Extract:

Model Description

Language: Galician
Developed by: HPLT
Paper: arxiv.org/abs/2511.01066
Evaluation results: hf.co/datasets/HPLT/2505-deduplication-evals using HPLT-E
License: Apache 2.0

The HPLT's Llama-2b collection comprises monolingual decoder-only language models pretrained by the HPLT team as part of the third release.

The models are released as artifacts of our ablation studies on evaluating different corpora and sampling strategies across multiple languages:

⚖️ HPLT Pre-3.0 Comparison: Comparison of data deduplication strategies on a pre-release version of HPLT 3.0 across nine selected languages (HPLT 3.0 pre-release).
📚 Corpora Comparison: Evaluation of HPLT 2.0, HPLT 3.0, FineWeb 2.1.0, and MADLAD-400 1.0 on nine selected languages (HPLT 3.0 release).
🧰 Web Document Scorer (WDS) Comparison: Analysis of HPLT 3.0 corpora sampled using different WDS thresholds, focusing on Spanish and French (HPLT 3.0 release).

Please find more details in our GitHub repository and pre-print.

Model Architecture

All models follow the Llama architecture with 24 layers, 32 attention heads, and a sequence length of 2048. The tokenizer is Gemma-3 with the vocabulary size of 262K tokens.

Pretraining Corpus

This model is pretrained on 30B tokens from HPLT 2.0 from scratch. For lower-resource languages with less than 30B tokens of available data, datasets are uniformly upsampled (repeated) following Muennighoff et al. (2023). Pretraining is run using the Megatron-LM framework on the LUMI supercomputer, employing 16 AMD MI250x nodes.

What you should do: What comes next in the Galician Llama-2b model card? Write the section that follows its pretraining corpus paragraph.

[Referring expression data]
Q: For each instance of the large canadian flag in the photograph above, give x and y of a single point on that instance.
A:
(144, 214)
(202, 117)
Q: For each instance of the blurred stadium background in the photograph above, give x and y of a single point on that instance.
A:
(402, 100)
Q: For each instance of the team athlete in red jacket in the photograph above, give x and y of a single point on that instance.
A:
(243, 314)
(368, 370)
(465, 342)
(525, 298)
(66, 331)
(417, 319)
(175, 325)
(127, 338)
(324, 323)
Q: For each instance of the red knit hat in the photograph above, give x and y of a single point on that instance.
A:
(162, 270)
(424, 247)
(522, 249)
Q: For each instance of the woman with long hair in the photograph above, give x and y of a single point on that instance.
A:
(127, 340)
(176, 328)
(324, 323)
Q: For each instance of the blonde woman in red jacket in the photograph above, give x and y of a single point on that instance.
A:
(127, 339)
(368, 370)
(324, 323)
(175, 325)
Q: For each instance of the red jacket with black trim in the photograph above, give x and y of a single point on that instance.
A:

Output of the exercise:
Intended Use

Intended Use Cases: The model is intended for research use in Galician and reproducibility purposes. Since this model is only pretrained, its performance can be potentially improved in a variety of natural language understanding and generation tasks using post-training data.

Out of Scope: Model usage in languages beyond the explicitly referenced as supported in this model card.

How to use

This repository contains the following intermediate checkpoints due to limited quota resources:

1B
10B
20B
main

The other checkpoints can be provided upon request.

Use with Transformers

You can run the inference using the Transformers pipeline abstraction or by leveraging the Auto classes with the generate() function.

import torch
from transformers import pipeline

pipe = pipeline(
    "text-generation",
    model="HPLT/hplt-2.0-glg_Latn-llama-2b-30bt", 
    torch_dtype=torch.bfloat16, 
    device_map="auto"
)

Specific intermediate checkpoint can be accessed using the revision argument when loading the model.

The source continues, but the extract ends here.